▶ _Exercise prompt_
Lines in which "roof" appears should be pulled from the data below.

▶ _Task input_
★ ★ ★ ★ ★
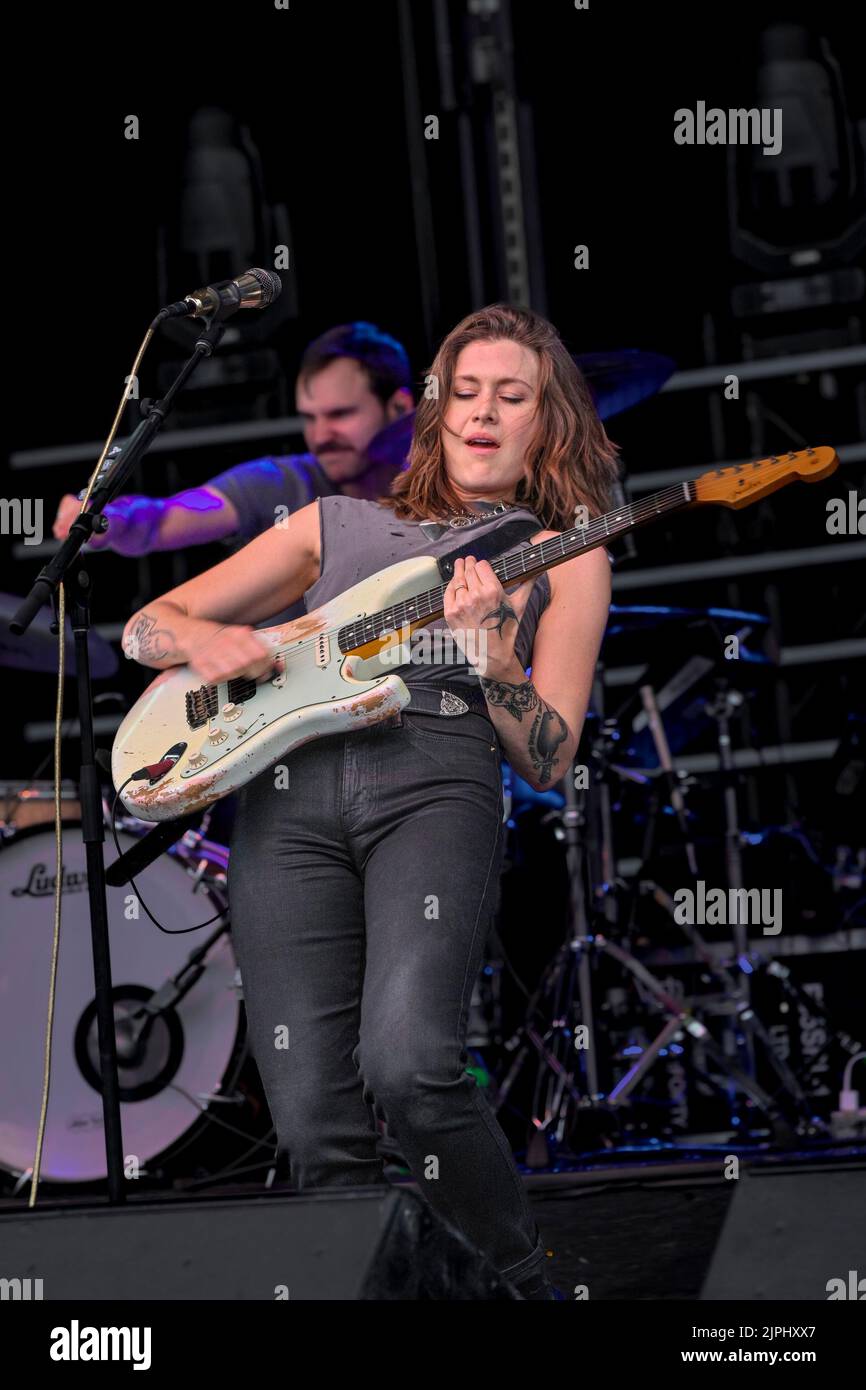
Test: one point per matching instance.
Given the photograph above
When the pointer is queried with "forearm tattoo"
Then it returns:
★ ★ ★ ★ ★
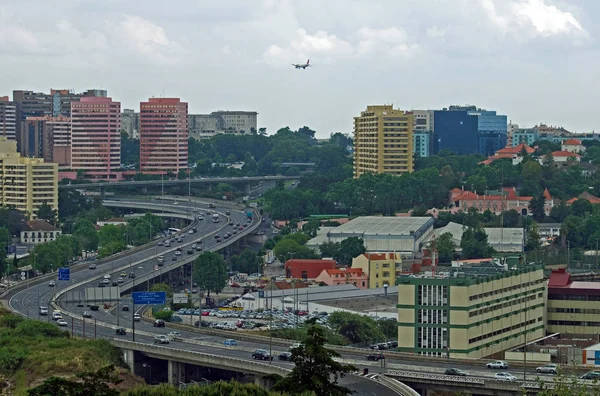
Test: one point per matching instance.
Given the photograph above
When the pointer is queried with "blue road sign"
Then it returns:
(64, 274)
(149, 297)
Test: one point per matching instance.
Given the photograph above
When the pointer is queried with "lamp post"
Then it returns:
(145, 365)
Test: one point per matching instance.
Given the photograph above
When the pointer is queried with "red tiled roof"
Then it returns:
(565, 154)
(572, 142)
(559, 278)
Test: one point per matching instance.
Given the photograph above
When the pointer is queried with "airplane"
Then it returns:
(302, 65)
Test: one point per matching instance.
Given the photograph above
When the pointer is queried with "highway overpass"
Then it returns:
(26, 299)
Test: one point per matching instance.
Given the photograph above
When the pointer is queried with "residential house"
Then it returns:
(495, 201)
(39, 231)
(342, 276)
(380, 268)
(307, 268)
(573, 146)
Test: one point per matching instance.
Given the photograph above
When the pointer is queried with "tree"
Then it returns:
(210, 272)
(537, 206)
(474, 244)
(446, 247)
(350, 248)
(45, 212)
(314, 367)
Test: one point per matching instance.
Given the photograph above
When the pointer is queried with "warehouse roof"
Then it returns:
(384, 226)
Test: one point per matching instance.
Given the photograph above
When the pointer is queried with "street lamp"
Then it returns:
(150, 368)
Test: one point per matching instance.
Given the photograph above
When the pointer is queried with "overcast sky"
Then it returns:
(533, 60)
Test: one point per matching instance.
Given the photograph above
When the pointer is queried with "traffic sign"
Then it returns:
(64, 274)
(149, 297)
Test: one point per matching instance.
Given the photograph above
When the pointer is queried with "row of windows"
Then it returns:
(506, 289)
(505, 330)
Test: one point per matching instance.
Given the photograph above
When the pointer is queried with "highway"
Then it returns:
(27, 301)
★ ★ ★ ★ ★
▶ _Solution_
When the pointer is queried with "red tiled roof"
When the pointer is queried with "warehouse roof"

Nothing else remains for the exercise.